***** Texte extrait

I also have philosophical issues with the central rhetorical strategy of the film even as I see arguments for it . . .
 
La rédemption doit-elle être désintéressée? Bonne question pour un cours de philosophie! Dans Lord Jim, le personnage principal s'est-il racheté quand il s'est érigé en protecteur du petit village où il s'est installé? Il a sauvé le village de ses ennemis, mais il en est récompensé par le rôle de chef qu'on lui reconnaît.

Ou se rachète-t-il quand il se fait tuer? Mais il se fait tuer bêtement, d'une manière qui ne rapporte rien à personne, sauf peut-être un peu de soulagement à un père éploré.

Quelle est la stratégie rhétorique centrale du film, selon toi?
 
D'accord, je vois sur ton blogue, Val, que la stratégie en question, c'est de comparer les humains à des extraterrestres.

À mon avis, il faut se retenir avant de faire de ce type de film une allégorie. Parce que, sinon, on sera obligé d'expliquer ce que le départ du vaisseau-mère signifie. Ou la transformation physique de Wikus. En termes allégoriques, on peut envisager dans le premier cas la création d'une expectative quant au sort ultime des populations blanches de l'Afrique du Sud, à la merci du pouvoir grandissant des populations noires de l'Afrique. Mais je ne crois pas que Blomkamp ait conçu la chose de manière aussi simpliste : son film peut exprimer une angoisse sous-jacente face au futur, mais il n'y a tout simplement pas d'équivalent direct dans notre monde de la situation du film. La population noire d'Afrique du Sud n'est pas arrivée de nulle part; elle est plus ou moins indigène. En revanche, même si Blomkamp avoue que son inspiration remonte à l'apartheid, il pourrait fort bien cibler des situations plus récentes en Afrique du Sud, dont le traitement des réfugiés du Zimbabwe ou du Mozambique...

Quant à la transformation physique de Wikus, symboliserait-elle alors une assimilation à la majorité? Mais si cette majorité est présentée comme étant dans son droit, pourquoi Wikus regrette-t-il son ancienne humanité?

Les meilleures créations artistiques comptent de nombreuses couches de sens, mais ce ne sont pas nécessairement des machines à fabriquer du sens à partir d'une équation initiale.

**********
***** Matériel extrait

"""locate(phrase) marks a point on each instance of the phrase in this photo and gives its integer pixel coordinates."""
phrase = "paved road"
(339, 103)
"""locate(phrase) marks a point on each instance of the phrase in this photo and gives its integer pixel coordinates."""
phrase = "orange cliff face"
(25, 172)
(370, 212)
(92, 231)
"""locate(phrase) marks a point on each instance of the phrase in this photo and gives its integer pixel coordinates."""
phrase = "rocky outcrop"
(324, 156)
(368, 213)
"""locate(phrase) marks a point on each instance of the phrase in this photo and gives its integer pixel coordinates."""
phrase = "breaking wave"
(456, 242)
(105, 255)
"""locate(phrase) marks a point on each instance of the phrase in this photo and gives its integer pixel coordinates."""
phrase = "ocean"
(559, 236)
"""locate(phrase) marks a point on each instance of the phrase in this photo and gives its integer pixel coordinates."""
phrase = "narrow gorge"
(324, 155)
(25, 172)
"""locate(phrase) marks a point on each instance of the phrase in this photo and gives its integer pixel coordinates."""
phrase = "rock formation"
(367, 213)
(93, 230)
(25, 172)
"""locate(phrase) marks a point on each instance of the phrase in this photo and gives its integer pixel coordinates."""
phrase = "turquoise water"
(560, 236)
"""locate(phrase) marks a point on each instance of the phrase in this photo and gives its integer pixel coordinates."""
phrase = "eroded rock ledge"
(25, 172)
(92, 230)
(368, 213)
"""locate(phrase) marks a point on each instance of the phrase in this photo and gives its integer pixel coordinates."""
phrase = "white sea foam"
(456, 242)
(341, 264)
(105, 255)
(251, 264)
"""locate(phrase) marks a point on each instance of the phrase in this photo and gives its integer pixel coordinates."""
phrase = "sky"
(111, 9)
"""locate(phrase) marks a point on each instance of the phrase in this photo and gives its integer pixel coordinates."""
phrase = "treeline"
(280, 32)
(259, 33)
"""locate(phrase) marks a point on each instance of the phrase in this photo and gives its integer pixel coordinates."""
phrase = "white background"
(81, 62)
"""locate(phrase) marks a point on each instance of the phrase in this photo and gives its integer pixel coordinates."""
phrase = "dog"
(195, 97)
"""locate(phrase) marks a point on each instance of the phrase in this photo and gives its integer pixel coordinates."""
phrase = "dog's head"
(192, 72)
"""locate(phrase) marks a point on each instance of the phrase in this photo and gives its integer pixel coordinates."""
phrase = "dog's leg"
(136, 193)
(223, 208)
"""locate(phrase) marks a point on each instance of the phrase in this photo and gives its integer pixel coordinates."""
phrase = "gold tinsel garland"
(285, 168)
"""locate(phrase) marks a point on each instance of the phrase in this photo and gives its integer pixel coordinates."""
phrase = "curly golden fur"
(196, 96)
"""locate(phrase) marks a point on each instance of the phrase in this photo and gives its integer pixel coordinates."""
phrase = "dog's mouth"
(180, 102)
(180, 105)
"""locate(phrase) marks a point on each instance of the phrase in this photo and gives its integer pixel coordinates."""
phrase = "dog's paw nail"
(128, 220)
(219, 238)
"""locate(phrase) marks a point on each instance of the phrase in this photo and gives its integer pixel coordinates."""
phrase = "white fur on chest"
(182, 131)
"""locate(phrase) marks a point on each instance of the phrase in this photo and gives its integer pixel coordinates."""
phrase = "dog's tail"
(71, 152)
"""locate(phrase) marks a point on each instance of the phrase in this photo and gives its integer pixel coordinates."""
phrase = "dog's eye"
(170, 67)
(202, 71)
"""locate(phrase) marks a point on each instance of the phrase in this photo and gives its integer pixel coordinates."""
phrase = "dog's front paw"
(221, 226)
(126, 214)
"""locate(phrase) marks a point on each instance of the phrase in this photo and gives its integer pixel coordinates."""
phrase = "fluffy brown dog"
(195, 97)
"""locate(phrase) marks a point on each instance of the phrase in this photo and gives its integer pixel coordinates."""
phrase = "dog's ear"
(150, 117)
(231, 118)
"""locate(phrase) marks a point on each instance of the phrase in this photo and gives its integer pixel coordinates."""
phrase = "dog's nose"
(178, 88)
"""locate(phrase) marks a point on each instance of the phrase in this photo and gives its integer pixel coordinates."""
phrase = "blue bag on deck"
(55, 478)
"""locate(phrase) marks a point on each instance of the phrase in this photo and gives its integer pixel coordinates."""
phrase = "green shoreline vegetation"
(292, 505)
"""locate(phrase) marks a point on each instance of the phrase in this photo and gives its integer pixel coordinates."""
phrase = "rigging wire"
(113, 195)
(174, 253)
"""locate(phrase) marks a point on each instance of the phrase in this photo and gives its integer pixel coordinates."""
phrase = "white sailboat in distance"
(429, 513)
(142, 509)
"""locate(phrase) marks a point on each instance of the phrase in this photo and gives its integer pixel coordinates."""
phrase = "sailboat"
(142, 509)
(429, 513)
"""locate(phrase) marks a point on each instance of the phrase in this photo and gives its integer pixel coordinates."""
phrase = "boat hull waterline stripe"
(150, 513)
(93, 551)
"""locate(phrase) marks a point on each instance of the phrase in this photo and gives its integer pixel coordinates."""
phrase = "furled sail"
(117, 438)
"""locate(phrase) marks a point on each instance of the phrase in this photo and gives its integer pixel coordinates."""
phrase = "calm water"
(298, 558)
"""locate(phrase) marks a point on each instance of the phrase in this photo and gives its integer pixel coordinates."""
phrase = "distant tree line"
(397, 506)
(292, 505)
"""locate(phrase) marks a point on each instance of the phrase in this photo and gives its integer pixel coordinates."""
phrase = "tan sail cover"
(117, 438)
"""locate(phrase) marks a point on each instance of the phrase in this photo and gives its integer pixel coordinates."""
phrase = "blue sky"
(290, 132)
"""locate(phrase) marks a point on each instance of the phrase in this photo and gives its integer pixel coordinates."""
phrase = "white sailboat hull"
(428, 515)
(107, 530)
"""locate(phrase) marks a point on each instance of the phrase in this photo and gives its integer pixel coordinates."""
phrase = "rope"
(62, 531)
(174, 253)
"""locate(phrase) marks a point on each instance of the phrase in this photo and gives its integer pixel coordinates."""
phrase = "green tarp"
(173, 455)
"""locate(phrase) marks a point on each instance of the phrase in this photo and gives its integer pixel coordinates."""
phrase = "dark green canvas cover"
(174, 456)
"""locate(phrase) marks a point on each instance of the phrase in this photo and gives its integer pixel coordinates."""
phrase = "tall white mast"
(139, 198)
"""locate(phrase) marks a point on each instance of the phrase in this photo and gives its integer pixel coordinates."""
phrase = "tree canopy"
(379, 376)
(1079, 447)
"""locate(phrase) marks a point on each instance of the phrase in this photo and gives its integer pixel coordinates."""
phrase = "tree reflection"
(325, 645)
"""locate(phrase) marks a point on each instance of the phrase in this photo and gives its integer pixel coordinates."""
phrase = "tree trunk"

**********

D'après le texte extrait, en quoi consiste la stratégie rhétorique centrale du film selon le blogue de Val ? Ce matériel provient d'une autre source.

* _Réponse_
Elle consiste à comparer les humains à des extraterrestres.